● **WHAT NEEDS TO BE DONE**
Transcribe the stretch of the article on the Latin American economic crisis from "The Latin American" through "on September 15.".

● **EXCERPT**
The global economic upheavals that began with the meltdown of the Asian 'tigers' and led to the collapse of Russia's economy have spread throughout Latin America, with devastating implications both for the population of the continent and for world capitalism.
The beginning of the week saw a sudden surge on the stock markets of Sao Paulo, Buenos Aires, Mexico City and other Latin American capitals following statements by President Clinton that he would seek a coordinated response by the G-7 governments to halt the slide of the region's economies, and most particularly that of its main growth engine, Brazil.
By Wednesday, however, the Brazilian markets were in decline again, and on Thursday they plunged 10 percent in the first few hours trading, forcing temporary closure of the stock exchange. With each day that the absence of any concrete or credible proposal to stabilize the region becomes clearer, the threat of an even more severe crisis grows.
The Latin American events carry with them the threat of a 'disintegration of the world capitalist system,' the multimillionaire financier George Soros testified before the House Banking Committee in Washington, DC on September 15.
Soros is heavily invested in the region. He is the largest real estate owner in Argentina and has extensive interests in Brazil and elsewhere. He told the committee that financial speculation threatened to bring down the economies of both countries. 'Capital flight has already reached Brazil,' he said, 'and if Brazil falls, Argentina will be in danger.'
Capital flight, triggered by the events first in Asia and then the insolvency of Russia and Malaysia's closing of its financial markets to foreign investors, had provoked a 'general economic panic' that is now ravaging Latin America, Soros said. He warned that this tendency is quickly turning into an 'international credit blockade' against the so-called less-developed countries.
Soros pointed to the rise in interest rates to 50 percent in Brazil and 35 percent in Argentina, declaring that these figures were indicative of a 'calamitous situation' that would, over the long term, end in an economic 'collapse.' He warned that if the economic disease spreading throughout Latin America is not dealt with, it will inevitably spread to the 'center of the system,' the United States itself, adding, 'I don't think any bailout is possible.'
The Brazilian government of President Fernando Henrique Cardoso hailed Clinton's statements about the necessity for a coordinated international response to the mounting Latin American crisis. The country's finance officials made it sound like a financial rescue package was all but in place.

● **Natural language region descriptions**
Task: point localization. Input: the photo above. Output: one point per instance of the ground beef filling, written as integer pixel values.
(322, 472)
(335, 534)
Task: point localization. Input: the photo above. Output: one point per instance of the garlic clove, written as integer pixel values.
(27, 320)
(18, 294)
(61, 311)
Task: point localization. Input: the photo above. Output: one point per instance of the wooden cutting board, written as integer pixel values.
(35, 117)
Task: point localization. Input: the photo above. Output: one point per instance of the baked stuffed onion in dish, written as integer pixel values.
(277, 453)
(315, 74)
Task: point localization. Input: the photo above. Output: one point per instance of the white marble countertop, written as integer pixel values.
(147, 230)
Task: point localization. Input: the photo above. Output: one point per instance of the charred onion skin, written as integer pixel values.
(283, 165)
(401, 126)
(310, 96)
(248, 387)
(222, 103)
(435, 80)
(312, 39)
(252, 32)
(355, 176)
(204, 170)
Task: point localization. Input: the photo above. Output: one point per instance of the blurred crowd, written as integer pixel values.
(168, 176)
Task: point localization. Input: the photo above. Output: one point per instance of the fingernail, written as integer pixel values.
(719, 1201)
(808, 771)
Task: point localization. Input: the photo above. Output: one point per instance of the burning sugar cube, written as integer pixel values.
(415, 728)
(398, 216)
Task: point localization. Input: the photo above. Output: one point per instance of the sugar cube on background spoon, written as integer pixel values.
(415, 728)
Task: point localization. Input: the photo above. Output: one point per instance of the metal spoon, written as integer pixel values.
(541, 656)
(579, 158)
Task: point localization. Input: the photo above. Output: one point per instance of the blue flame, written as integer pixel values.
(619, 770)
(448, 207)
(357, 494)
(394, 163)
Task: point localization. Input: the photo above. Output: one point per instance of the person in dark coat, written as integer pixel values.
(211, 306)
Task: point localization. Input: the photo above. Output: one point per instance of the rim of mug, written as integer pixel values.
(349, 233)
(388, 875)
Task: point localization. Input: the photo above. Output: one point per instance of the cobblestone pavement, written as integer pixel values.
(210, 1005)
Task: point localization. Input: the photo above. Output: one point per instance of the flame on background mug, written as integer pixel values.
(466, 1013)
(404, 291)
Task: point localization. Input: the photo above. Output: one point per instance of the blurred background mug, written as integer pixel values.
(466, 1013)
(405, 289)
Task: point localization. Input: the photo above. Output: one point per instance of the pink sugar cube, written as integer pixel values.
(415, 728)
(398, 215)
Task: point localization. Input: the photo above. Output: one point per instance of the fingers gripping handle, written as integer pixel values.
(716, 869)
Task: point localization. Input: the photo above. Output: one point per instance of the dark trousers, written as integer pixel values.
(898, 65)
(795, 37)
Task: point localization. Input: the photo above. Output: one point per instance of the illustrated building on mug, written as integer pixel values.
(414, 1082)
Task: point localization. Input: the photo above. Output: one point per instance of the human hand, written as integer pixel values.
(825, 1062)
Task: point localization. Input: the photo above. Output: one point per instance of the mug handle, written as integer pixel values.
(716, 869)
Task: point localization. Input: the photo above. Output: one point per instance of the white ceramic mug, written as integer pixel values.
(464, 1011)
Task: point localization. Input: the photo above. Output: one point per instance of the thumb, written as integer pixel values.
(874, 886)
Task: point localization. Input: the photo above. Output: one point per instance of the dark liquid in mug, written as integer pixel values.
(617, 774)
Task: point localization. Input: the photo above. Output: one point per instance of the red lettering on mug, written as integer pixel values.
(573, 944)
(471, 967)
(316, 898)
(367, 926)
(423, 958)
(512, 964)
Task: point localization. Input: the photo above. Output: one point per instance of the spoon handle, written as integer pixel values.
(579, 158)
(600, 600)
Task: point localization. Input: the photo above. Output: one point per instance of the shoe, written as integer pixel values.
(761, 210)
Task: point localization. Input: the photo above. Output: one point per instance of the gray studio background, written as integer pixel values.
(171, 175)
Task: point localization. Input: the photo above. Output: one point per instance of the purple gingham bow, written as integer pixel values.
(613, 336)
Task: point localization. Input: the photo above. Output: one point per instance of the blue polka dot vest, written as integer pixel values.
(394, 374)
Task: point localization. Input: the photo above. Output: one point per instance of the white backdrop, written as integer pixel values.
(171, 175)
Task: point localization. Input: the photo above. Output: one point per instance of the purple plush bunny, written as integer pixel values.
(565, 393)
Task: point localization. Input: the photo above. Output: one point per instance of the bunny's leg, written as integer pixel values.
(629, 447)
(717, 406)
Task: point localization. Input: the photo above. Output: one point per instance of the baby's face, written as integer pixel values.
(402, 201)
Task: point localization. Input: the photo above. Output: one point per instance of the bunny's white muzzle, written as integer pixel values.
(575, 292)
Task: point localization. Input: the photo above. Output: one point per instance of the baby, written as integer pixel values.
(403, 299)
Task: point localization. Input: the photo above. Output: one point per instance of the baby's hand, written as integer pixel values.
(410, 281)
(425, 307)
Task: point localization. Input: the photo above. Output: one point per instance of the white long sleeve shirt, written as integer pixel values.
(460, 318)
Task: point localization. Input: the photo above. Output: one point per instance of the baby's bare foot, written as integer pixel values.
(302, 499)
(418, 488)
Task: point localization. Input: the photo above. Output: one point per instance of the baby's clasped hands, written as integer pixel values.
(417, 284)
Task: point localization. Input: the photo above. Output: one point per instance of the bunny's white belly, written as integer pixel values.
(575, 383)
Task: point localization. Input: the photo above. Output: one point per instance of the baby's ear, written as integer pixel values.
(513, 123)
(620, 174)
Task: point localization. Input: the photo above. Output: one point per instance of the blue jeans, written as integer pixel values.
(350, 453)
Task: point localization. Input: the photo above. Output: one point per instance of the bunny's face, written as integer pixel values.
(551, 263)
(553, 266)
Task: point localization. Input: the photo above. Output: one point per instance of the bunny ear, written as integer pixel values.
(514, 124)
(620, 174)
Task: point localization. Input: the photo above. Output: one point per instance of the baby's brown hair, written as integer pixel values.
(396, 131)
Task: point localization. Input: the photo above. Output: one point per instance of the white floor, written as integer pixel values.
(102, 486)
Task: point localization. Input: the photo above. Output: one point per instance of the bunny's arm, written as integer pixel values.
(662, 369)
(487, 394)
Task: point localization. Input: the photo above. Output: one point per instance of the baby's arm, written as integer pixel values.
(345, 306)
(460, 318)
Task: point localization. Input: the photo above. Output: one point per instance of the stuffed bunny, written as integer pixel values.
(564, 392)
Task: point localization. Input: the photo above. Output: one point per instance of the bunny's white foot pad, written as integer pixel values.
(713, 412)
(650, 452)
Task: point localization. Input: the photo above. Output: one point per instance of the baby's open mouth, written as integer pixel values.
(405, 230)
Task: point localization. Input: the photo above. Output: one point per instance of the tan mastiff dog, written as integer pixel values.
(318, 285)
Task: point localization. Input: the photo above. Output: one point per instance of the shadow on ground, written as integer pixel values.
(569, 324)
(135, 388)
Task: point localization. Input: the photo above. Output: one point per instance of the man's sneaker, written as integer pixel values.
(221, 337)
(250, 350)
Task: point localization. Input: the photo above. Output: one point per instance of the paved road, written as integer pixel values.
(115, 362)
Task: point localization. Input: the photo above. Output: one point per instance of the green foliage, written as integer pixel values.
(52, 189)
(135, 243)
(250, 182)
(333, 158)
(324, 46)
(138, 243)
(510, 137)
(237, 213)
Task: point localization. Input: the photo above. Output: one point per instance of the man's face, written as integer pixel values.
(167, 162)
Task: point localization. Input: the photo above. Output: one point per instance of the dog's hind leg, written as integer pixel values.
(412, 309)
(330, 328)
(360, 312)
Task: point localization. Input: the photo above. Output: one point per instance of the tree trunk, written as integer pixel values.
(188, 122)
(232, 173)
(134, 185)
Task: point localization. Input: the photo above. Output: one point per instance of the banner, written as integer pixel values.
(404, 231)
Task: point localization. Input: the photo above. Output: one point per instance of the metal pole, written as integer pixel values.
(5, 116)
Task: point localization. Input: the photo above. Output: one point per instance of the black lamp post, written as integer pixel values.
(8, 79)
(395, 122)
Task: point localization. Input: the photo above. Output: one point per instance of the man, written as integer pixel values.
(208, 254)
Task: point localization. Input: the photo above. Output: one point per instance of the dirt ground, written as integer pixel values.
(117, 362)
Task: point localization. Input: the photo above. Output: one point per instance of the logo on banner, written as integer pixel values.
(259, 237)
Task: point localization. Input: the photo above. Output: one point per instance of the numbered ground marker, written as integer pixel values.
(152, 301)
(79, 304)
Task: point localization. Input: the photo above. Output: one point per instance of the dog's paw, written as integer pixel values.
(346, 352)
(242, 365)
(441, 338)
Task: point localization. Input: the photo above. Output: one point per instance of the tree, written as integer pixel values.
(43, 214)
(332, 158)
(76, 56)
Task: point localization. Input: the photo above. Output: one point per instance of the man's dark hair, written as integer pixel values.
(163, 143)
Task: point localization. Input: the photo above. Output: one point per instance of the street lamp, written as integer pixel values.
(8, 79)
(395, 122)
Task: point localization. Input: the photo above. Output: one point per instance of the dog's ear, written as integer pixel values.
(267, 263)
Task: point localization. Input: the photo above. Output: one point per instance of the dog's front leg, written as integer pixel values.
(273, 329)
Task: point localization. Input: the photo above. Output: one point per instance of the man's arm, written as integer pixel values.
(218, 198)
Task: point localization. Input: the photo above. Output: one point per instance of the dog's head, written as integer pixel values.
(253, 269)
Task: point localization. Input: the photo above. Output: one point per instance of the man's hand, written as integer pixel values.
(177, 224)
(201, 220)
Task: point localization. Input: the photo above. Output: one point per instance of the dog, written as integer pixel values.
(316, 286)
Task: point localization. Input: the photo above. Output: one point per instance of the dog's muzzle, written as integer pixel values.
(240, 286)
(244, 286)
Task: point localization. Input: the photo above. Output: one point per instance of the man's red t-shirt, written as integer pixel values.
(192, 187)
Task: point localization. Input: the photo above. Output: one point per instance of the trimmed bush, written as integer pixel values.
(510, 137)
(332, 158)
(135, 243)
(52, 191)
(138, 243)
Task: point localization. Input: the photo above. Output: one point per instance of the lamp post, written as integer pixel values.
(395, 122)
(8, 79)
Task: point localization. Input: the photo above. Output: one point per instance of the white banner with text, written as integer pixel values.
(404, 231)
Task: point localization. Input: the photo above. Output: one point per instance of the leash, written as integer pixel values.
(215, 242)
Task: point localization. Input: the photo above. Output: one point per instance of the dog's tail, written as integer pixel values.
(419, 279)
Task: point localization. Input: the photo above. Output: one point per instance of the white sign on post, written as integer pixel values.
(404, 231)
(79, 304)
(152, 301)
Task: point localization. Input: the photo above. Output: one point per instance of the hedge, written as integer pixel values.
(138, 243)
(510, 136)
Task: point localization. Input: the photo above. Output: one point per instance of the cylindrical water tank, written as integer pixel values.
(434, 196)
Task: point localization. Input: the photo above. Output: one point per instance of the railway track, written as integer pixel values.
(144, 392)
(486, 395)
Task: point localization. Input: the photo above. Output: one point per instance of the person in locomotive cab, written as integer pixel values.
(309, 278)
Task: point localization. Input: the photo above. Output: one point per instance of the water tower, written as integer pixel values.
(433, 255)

● **SOLVED EXERCISE**
The Latin American events carry with them the threat of a 'disintegration of the world capitalist system,' the multimillionaire financier George Soros testified before the House Banking Committee in Washington, DC on September 15.